Document text |
■ ■ ■

I'd heard good things about the Star Bistro from a friend, and always vaguely intended to go along and try it out for myself. But it was only when I heard Rob Rees talking about the project that I understood there was more to it than just another great restaurant: the Star Bistro is also a model of accessibility at work, providing all the necessary adjustments to allow disabled staff to work both in the kitchen and front-of-house roles. It immediately jumped to the very top of my list of places to try.
The bistro is located at the National Star College, which specialises in providing education for students with disabilities, and is a collaborative venture between the college and the Wiggly Worm charity. Upon arrival, parking is in the regular college car park, and a small sign directs bistro patrons to follow the signs for Reception. It always feels a bit strange to be wandering into a college campus for lunch, though I've eaten at enough student restaurants to be familiar with the experience.
The building itself is modern, and once you're inside the bistro is light and very spacious, meaning it felt a little empty when we arrived - although once it got busier, I was glad of the space between tables. But it doesn't take long to realise that the choice of table spacing is not primarily for the comfort of the guests. Some of the staff are in wheelchairs, and Rachel, the young lady who brought our food, uses a wheeled trolley to mitigate her disability.
The bistro has only been open for just over a year, so everything still feels very new. I loved the open design of the kitchen, meaning you can peek behind the scenes and watch your meal being prepared.

■ ■ ■

(Recorded data)

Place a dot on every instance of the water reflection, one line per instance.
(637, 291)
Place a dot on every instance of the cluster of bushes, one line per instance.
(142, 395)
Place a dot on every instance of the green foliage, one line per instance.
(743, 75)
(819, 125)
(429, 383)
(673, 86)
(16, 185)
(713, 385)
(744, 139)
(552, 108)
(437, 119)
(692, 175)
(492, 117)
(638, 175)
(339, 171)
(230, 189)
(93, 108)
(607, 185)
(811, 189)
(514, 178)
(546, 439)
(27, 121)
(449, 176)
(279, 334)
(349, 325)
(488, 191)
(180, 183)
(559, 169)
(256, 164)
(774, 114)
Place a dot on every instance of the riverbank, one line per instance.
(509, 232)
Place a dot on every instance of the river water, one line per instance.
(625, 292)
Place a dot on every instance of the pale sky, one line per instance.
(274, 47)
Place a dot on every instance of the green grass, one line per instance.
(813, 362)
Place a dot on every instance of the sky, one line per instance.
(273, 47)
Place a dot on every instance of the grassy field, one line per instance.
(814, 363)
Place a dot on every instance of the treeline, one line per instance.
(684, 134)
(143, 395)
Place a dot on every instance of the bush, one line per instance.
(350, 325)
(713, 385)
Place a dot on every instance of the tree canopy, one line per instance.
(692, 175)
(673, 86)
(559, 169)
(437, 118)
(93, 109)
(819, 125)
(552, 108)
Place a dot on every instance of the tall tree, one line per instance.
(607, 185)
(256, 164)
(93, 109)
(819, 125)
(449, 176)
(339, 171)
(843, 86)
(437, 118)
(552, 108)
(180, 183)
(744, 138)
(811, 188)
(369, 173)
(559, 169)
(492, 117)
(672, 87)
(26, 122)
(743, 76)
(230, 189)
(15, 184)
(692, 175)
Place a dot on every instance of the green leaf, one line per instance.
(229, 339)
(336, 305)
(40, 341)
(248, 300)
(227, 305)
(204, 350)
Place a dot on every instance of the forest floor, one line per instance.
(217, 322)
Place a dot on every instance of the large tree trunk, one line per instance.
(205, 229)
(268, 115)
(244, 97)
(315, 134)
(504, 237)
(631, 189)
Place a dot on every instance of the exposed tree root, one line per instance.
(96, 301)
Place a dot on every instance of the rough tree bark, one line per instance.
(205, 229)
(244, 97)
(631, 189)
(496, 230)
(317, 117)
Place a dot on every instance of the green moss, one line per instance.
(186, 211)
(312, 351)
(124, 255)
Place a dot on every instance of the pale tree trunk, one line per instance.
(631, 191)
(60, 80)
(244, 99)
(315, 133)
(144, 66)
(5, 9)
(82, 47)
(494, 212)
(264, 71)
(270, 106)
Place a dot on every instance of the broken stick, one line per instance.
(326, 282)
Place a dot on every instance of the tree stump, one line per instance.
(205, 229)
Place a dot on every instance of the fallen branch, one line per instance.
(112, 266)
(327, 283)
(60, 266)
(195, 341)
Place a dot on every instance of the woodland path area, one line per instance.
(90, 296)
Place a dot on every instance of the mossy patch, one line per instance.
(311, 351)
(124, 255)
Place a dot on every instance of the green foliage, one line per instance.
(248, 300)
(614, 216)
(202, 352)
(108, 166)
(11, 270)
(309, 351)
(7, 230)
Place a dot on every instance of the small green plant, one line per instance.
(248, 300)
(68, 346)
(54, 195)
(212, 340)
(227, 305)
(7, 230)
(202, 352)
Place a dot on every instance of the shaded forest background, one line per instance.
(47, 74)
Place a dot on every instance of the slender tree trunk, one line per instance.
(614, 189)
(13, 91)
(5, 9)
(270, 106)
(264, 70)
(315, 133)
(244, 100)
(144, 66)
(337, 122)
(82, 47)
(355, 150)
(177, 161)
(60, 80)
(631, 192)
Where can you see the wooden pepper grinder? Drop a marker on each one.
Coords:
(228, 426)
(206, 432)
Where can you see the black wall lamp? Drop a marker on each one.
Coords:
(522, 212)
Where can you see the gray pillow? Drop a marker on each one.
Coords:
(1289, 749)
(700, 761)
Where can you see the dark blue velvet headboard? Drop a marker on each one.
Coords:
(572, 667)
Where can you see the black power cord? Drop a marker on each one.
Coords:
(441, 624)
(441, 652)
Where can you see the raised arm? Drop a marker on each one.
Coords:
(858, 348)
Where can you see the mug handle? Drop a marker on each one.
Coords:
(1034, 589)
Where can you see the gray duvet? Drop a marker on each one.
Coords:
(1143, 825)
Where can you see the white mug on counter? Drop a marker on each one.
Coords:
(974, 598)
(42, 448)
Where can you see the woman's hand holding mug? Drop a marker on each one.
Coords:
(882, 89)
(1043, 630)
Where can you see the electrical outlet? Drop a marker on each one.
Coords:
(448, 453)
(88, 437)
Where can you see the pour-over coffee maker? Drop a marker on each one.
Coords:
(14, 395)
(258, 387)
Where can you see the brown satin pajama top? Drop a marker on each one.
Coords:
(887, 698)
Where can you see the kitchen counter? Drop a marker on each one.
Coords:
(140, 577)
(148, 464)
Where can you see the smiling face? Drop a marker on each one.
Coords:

■ ■ ■

Tasks for this exercise |
1. Please repeat the part of the Star Bistro text between "The building itself" and "mitigate her disability.", inclusive, word for word.
2. Rewrite the records between the line holding "Where can you see the white" and the end of the records, inclusive, replacing "electrical outlet" with "wall socket" and leaving everything else unchanged.

In response |
1.
The building itself is modern, and once you're inside the bistro is light and very spacious, meaning it felt a little empty when we arrived - although once it got busier, I was glad of the space between tables. But it doesn't take long to realise that the choice of table spacing is not primarily for the comfort of the guests. Some of the staff are in wheelchairs, and Rachel, the young lady who brought our food, uses a wheeled trolley to mitigate her disability.

2.
Where can you see the white mug on counter? Drop a marker on each one.
Coords:
(974, 598)
(42, 448)
Where can you see the woman's hand holding mug? Drop a marker on each one.
Coords:
(882, 89)
(1043, 630)
Where can you see the wall socket? Drop a marker on each one.
Coords:
(448, 453)
(88, 437)
Where can you see the pour-over coffee maker? Drop a marker on each one.
Coords:
(14, 395)
(258, 387)
Where can you see the brown satin pajama top? Drop a marker on each one.
Coords:
(887, 698)
Where can you see the kitchen counter? Drop a marker on each one.
Coords:
(140, 577)
(148, 464)
Where can you see the smiling face? Drop a marker on each one.
Coords:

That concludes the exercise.